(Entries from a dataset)
"""
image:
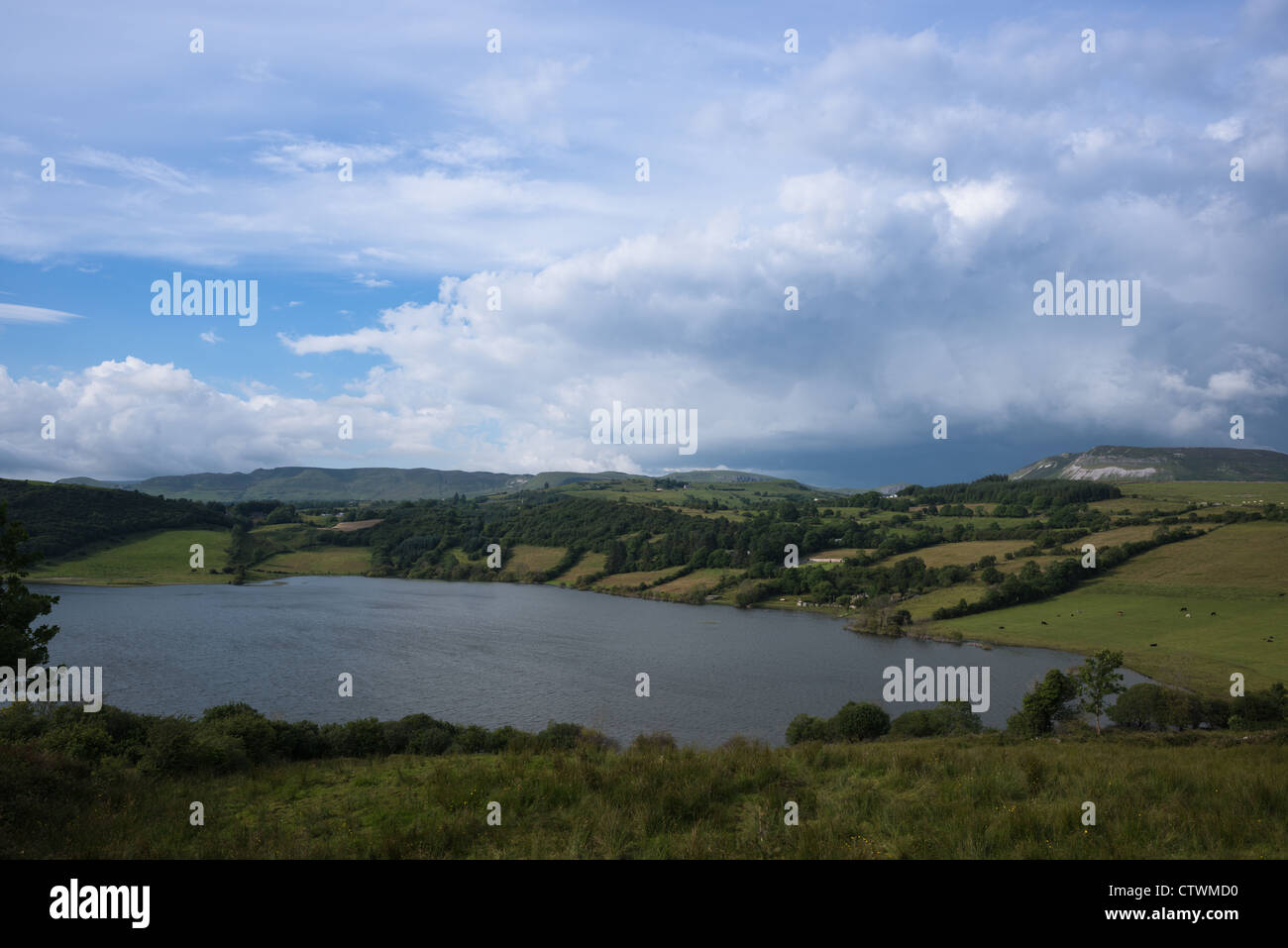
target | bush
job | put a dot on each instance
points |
(656, 742)
(361, 738)
(561, 736)
(170, 747)
(244, 724)
(806, 728)
(861, 721)
(949, 717)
"""
[Goal]:
Please copy every line of the records above except the pictures, and shift each point coordinate by adding 51 to it.

[Full response]:
image:
target | bush
job | put a dot on each instance
points |
(707, 793)
(412, 789)
(612, 787)
(221, 798)
(295, 775)
(857, 779)
(912, 772)
(1000, 768)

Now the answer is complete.